* _Supplied material_

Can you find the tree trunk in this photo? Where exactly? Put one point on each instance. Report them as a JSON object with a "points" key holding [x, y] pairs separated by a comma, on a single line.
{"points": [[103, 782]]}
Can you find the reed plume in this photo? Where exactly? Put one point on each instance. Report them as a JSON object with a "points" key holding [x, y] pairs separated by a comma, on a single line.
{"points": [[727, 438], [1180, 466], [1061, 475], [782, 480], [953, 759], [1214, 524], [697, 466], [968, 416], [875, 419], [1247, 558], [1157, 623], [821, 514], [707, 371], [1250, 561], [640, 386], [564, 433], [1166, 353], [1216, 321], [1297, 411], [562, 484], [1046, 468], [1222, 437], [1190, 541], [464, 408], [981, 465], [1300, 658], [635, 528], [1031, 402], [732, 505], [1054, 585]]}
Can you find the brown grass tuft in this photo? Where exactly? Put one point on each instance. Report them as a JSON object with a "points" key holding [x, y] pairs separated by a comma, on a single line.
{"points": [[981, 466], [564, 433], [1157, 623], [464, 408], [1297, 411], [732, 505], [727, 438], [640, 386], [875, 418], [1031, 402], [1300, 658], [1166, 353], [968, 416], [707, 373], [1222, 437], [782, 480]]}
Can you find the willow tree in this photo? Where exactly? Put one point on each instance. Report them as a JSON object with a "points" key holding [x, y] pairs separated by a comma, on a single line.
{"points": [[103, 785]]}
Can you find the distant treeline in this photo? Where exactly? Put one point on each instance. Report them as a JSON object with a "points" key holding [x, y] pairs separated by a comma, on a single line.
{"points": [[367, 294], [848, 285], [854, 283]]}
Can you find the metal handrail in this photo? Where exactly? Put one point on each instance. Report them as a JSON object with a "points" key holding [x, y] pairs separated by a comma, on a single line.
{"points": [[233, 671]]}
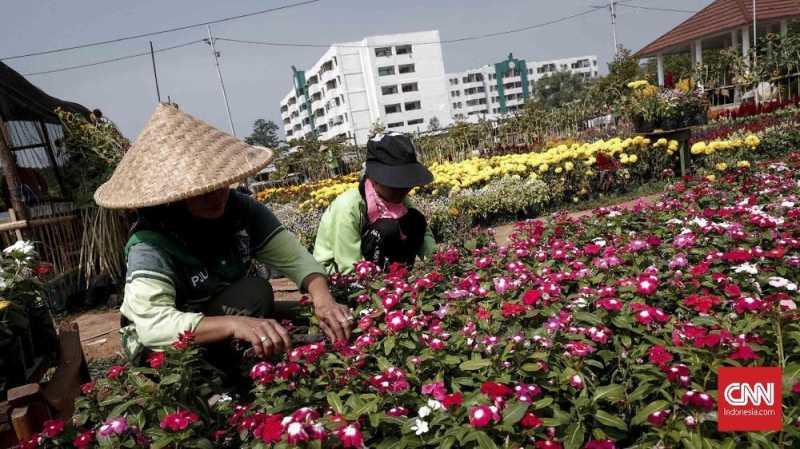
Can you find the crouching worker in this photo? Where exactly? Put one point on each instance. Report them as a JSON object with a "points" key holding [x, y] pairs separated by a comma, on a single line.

* _What to do_
Copy out word for word the items from the line containing "Can you find the distant" through the end of the items, leaving out the pictures.

* _Exercise result_
Can you find the distant treeline in this photo? Where exactly? Put one point on each instance. Report them as a JSON object with a "points" key holding [x, y] pairs separated by a comma, on a single line.
{"points": [[367, 294], [848, 285], [854, 283]]}
Can you find the metal handrail in this photo? Where exactly? Put one point on each instance. Report them as a JSON object with a "points" key holding [x, y] pairs separated by a comma, on a single line.
{"points": [[233, 671]]}
Can you find the crouching worker in this photo? Where exactly? Put one point on each instance. Report them as a JSON object with a "points" key holding [x, y] pairs separated by a comma, on a single line.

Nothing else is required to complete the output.